* Written instruction 1: Copy out every line of the records below that contains the word "mask".

* Source extract:

** BEGIN **

Obligation to negotiate
122(1)If the employer has given to the bargaining agent a notice in writing that the employer considers that employees in the bargaining unit occupy positions that are necessary for the employer to provide essential services, the employer and the bargaining agent must make every reasonable effort to enter into an essential services agreement as soon as feasible.
Timing
(2)The notice may be given at any time but not later than 20 days after the day a notice to bargain collectively is given.
Application to the Board
123(1)If the employer and the bargaining agent are unable to enter into an essential services agreement, either of them may apply to the Board to determine any unresolved matter that may be included in an essential services agreement. The application may be made at any time but not later than
(a)15 days after the day a request for conciliation is made by either party; or
(b)15 days after the day the parties are notified by the Chairperson under subsection 163(2) of his or her intention to recommend the establishment of a public interest commission.
Delay
(2)The Board may delay dealing with the application until it is satisfied that the employer and the bargaining agent have made every reasonable effort to enter into an essential services agreement.
Powers of Board
(3)After considering the application, the Board may determine any matter that the employer and the bargaining agent have not agreed on that may be included in an essential services agreement and make an order
(a)deeming the matter determined by it to be part of an essential services agreement between the employer and the bargaining agent; and
(b)deeming that the employer and the bargaining agent have entered into an essential services agreement.
Restriction
(4)The order must not require the employer to change the level at which an essential service is to be provided to the public, or a segment of the public, at any time, including the extent to which and the frequency with which the service is to be provided.
Proportion of duties may vary during strike
(5)The Board may, for the purpose of identifying the number of positions that are necessary for the employer to provide an essential service, take into account that some employees in the bargaining unit may be required by the employer to perform those of their duties that relate to the provision of the essential service in a greater proportion during a strike than they do normally.

** END **

* Given information:
** BEGIN **

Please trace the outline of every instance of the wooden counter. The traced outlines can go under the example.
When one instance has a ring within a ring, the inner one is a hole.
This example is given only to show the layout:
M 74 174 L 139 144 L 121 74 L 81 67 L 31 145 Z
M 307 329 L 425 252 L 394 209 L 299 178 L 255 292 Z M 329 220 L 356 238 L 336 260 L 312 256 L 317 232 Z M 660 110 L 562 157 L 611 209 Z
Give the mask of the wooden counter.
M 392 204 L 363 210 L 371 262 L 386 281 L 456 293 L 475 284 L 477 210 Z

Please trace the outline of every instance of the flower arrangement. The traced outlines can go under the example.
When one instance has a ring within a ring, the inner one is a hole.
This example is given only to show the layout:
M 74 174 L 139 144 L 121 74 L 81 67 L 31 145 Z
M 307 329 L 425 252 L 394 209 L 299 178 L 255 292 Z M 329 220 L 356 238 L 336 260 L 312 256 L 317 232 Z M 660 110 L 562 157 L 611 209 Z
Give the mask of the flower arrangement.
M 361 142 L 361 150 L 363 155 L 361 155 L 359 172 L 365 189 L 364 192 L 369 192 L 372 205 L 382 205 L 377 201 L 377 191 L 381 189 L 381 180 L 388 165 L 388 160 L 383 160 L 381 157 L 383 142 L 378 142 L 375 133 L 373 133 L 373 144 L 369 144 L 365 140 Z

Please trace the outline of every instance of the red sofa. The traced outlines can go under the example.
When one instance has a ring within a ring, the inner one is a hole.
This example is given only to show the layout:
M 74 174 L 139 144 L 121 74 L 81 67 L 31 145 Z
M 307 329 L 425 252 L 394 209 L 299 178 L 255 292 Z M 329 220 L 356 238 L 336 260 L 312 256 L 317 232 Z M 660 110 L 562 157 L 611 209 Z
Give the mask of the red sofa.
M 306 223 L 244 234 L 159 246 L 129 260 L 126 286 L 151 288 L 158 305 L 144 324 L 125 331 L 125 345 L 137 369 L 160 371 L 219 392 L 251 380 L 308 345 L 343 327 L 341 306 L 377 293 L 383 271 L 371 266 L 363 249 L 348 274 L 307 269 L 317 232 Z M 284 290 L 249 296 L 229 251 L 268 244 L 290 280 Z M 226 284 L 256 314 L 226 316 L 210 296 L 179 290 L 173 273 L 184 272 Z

** END **

* Written instruction 2: In the essential services provisions above, what is the latest point at which the employer may give its notice to the bargaining agent?

* Worked answer 1:
Give the mask of the wooden counter.
Give the mask of the flower arrangement.
Give the mask of the red sofa.

* Worked answer 2: No later than 20 days after the day a notice to bargain collectively is given.